======== Provided passage

One reasonable logical plan is:

1. scan `employees`
2. filter rows by `age > 18`
3. project `name`

An optimized plan might notice that only `name` and `age` are needed and ask the data source for only those columns.

A physical plan might then choose:

1. Parquet scan with projection pushdown
2. vectorized filter over `age`
3. projection of `name`

The result is the same, but the execution cost can be much lower.

---

## What the optimizer is really buying

The optimizer is not magic. It only works because the engine has:

- a stable internal representation
- explicit schemas and types
- clear operator semantics
- enough separation between intent and execution

Without those pieces, the engine has very little room to improve the query.

---

## Practical mental model

If you need to explain a query engine in one sentence, this is a good version:

> A query engine is a planner and executor for declarative data operations.

If you need a slightly longer version:

- parsing turns syntax into structure
- planning turns structure into operators
- optimization rewrites operators into a cheaper form
- execution runs those operators over data

That model is simple, but it is enough to orient most of the important design discussions.

---

## Questions to keep in mind

- What is the engine's internal data model?
- Where is the boundary between logical and physical planning?
- What can be pushed down into the data source?
- Is the workload more row-oriented or analytics-oriented?
- What is the unit of execution: rows, batches, or fully materialized tables?

---

## Changelog

* **Mar 31, 2026** -- The first version was created.

================
======== Given records

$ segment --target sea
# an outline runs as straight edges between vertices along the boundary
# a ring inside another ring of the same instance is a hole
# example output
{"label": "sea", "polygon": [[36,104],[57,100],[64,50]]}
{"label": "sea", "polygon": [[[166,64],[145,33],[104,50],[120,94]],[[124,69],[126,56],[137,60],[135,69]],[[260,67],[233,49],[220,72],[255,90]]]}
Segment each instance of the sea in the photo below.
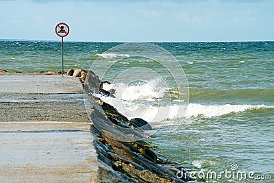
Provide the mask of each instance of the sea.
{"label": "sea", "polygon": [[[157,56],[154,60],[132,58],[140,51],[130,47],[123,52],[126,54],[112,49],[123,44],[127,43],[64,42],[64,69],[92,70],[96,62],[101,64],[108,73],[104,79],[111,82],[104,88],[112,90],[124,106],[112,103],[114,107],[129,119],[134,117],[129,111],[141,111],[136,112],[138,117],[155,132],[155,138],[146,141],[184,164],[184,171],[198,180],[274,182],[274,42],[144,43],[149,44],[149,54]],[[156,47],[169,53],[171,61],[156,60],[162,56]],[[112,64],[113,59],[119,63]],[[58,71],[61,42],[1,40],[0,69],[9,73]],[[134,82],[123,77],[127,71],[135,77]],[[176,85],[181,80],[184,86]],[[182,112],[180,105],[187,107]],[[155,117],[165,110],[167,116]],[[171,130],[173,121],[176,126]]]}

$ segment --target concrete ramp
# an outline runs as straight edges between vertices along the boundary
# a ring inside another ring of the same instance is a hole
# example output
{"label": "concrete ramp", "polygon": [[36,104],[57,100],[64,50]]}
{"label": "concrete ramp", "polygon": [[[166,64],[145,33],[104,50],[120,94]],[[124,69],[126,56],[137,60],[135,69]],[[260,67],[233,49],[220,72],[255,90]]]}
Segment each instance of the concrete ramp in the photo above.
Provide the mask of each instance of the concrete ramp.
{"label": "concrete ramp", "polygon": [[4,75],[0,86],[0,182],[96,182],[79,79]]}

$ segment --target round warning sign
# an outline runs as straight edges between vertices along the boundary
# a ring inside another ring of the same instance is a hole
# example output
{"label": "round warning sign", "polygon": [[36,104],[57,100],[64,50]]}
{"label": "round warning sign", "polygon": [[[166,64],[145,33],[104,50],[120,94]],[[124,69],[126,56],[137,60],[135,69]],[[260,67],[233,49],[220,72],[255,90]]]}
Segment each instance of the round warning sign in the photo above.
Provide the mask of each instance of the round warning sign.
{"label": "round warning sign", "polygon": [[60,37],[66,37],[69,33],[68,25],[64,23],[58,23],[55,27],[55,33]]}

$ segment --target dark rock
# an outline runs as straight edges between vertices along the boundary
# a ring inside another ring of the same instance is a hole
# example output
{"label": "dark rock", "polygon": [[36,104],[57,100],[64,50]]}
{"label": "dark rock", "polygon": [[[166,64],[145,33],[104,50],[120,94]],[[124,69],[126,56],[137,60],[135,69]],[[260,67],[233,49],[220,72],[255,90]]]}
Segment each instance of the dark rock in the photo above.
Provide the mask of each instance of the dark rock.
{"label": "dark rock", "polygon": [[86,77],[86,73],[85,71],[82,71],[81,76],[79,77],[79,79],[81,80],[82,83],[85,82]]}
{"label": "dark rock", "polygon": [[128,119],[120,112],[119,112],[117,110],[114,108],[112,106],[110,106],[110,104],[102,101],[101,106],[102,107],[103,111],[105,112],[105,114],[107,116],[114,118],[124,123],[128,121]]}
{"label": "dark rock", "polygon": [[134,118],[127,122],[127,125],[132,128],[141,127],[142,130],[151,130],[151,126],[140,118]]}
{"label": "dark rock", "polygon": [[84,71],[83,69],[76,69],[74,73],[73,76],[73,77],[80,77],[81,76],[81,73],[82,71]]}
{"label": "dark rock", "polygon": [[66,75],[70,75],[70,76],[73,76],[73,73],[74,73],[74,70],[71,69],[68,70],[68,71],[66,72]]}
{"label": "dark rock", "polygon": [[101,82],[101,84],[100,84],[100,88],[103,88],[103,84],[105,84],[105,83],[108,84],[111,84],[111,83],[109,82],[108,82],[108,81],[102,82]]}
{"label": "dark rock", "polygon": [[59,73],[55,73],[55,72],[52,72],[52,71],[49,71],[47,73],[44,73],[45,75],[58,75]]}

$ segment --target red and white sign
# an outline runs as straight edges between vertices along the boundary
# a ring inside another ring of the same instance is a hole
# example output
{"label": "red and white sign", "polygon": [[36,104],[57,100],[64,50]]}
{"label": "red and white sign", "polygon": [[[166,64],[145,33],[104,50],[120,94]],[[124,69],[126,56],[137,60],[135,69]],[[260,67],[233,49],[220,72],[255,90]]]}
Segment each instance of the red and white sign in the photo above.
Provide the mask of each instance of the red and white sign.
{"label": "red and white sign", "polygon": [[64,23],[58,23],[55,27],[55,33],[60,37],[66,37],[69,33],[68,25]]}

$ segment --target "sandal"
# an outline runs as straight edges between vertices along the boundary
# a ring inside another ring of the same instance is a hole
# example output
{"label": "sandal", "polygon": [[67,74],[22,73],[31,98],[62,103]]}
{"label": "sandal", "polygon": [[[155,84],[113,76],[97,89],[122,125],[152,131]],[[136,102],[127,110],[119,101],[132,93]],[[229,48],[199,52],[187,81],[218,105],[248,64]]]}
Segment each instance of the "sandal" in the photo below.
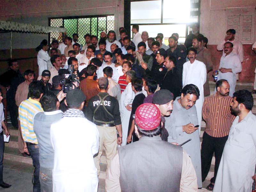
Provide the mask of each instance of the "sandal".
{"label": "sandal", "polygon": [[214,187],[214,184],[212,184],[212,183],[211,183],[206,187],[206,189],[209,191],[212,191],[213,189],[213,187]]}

================

= Requirements =
• A. Output the section of the query engine text starting at "## Questions to" and ending at "the data source?", reproducing it word for word.
• B. Return verbatim the lines of the records from their first line through the line containing "Provide the mask of each instance of the sea.", with both ends included. Leave the pictures out of your answer.

= Results for the exercise =
• A.
## Questions to keep in mind

- What is the engine's internal data model?
- Where is the boundary between logical and physical planning?
- What can be pushed down into the data source?

• B.
$ segment --target sea
# an outline runs as straight edges between vertices along the boundary
# a ring inside another ring of the same instance is a hole
# example output
{"label": "sea", "polygon": [[36,104],[57,100],[64,50]]}
{"label": "sea", "polygon": [[[166,64],[145,33],[104,50],[120,94]],[[124,69],[126,56],[137,60],[135,69]],[[260,67],[233,49],[220,72],[255,90]]]}
Segment each instance of the sea in the photo below.
Provide the mask of each instance of the sea.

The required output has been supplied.